*** Records provided ***
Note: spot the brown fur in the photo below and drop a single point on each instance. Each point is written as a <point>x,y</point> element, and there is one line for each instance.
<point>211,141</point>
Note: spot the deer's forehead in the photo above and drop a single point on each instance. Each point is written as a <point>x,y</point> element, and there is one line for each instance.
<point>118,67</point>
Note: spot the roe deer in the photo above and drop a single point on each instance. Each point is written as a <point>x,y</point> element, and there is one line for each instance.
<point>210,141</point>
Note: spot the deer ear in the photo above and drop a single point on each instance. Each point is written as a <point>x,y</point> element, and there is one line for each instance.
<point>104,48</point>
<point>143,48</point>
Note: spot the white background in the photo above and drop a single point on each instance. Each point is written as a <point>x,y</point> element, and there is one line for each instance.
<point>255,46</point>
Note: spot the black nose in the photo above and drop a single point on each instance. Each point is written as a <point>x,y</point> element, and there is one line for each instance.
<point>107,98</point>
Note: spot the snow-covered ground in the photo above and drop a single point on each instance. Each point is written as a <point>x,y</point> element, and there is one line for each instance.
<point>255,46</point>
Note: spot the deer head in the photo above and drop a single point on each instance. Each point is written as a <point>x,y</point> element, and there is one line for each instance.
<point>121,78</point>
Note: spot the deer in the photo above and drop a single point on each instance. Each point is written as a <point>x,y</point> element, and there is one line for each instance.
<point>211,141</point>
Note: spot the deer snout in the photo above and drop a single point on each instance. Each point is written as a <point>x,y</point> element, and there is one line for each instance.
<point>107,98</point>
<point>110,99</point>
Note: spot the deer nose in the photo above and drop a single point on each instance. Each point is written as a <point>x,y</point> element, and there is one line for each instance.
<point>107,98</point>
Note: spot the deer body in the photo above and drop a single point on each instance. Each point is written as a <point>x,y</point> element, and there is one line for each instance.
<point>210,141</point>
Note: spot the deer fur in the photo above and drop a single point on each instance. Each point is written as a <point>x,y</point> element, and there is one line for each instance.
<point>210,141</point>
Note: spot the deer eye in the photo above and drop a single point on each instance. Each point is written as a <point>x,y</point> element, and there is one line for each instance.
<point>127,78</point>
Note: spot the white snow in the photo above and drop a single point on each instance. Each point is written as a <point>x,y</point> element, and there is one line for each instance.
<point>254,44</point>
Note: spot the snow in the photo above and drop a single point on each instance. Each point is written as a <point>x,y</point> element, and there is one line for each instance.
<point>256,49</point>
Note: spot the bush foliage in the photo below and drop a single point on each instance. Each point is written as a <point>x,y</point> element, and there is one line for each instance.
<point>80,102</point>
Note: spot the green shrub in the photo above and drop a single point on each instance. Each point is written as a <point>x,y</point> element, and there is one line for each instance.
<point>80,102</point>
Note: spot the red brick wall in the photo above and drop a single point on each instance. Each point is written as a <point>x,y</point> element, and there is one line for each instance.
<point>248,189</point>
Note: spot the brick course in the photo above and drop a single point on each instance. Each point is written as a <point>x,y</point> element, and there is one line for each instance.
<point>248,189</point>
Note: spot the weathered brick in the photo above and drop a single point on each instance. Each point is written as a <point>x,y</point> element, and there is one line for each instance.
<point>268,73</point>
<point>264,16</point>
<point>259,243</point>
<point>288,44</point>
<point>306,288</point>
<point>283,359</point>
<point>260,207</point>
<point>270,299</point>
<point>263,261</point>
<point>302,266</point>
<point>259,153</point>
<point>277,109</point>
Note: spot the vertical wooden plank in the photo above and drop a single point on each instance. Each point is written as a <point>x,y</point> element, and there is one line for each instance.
*** End of Records provided ***
■ **Instructions for the task**:
Nothing in the data may differ; print all of it exactly as written.

■ **Task answer**:
Note: spot the brown fur in the photo below and drop a single point on each instance. Each point is written as a <point>x,y</point> element, and there is one line for each instance.
<point>211,141</point>
Note: spot the deer's forehead in the photo above and drop a single point on each instance. Each point is written as a <point>x,y</point> element, and there is one line for each instance.
<point>118,67</point>
Note: spot the roe deer in the photo above and drop a single point on each instance. Each point is written as a <point>x,y</point> element, and there is one line for each instance.
<point>210,141</point>
Note: spot the deer ear in the photo above and drop a single point on each instance. Each point is written as a <point>x,y</point> element, and there is one line for each instance.
<point>104,48</point>
<point>143,48</point>
Note: spot the white background in the photo above and drop a single point on each instance. Each point is written as a <point>x,y</point> element, and there is one line for each instance.
<point>255,46</point>
Note: spot the black nose in the photo above and drop a single point on each instance. Each point is written as a <point>x,y</point> element, and there is one line for each instance.
<point>107,98</point>
Note: spot the snow-covered ground in the photo above and drop a single point on each instance. Each point is written as a <point>x,y</point> element, and there is one line for each instance.
<point>255,46</point>
Note: spot the deer head in the photo above and drop a single point on each instance. Each point is written as a <point>x,y</point> element, and there is one line for each instance.
<point>121,78</point>
Note: spot the deer in the photo above and drop a single point on each instance. Each point is written as a <point>x,y</point> element, and there is one line for each instance.
<point>211,141</point>
Note: spot the deer snout in the photo above and drop a single point on each instance. Each point is written as a <point>x,y</point> element, and there is one line for each instance.
<point>107,98</point>
<point>110,99</point>
Note: spot the deer nose in the photo above and drop a single point on each instance. Each point is written as a <point>x,y</point> element, and there is one line for each instance.
<point>107,98</point>
Note: spot the deer body in the photo above and drop a single point on each instance. Each point is written as a <point>x,y</point> element, and there is one line for each instance.
<point>210,141</point>
Note: spot the deer fur in the photo above and drop a single point on each instance. Each point is written as a <point>x,y</point> element, and there is one line for each instance.
<point>210,141</point>
Note: spot the deer eye in the photo above and drop a single point on each instance. Each point is written as a <point>x,y</point> element, and there is one line for each instance.
<point>127,78</point>
Note: spot the white snow in the photo above and drop a single point on each instance. Each point is written as a <point>x,y</point> element, and there is one line for each instance.
<point>254,44</point>
Note: spot the snow in the photo above and drop a single point on each instance. Each point is written as a <point>x,y</point> element, and there is one line for each instance.
<point>256,49</point>
Note: spot the bush foliage in the photo below and drop a single point on each instance. Each point is written as a <point>x,y</point> element, and there is one line for each instance.
<point>80,102</point>
Note: spot the green shrub in the photo above and drop a single point on each instance. Each point is written as a <point>x,y</point> element, and there is one line for each instance.
<point>80,102</point>
Note: spot the red brick wall in the photo above and drop a single point on each instance. Each point is written as a <point>x,y</point> element, and there is one line for each instance.
<point>248,189</point>
Note: spot the brick course in the photo above and drop a single point on each instance. Each point is written as a <point>x,y</point> element, and there is one line for each instance.
<point>248,189</point>
Note: spot the weathered brick in the photo above and drop a single point on each instance. Each point is written as a <point>x,y</point> element, and there is one line for each instance.
<point>268,73</point>
<point>264,16</point>
<point>259,243</point>
<point>288,44</point>
<point>306,288</point>
<point>283,359</point>
<point>260,207</point>
<point>270,299</point>
<point>263,261</point>
<point>302,266</point>
<point>259,153</point>
<point>277,109</point>
Note: spot the vertical wooden plank in the photo above and drop a single point on each instance. Each point is written as a <point>x,y</point> element, and there is one line for each instance.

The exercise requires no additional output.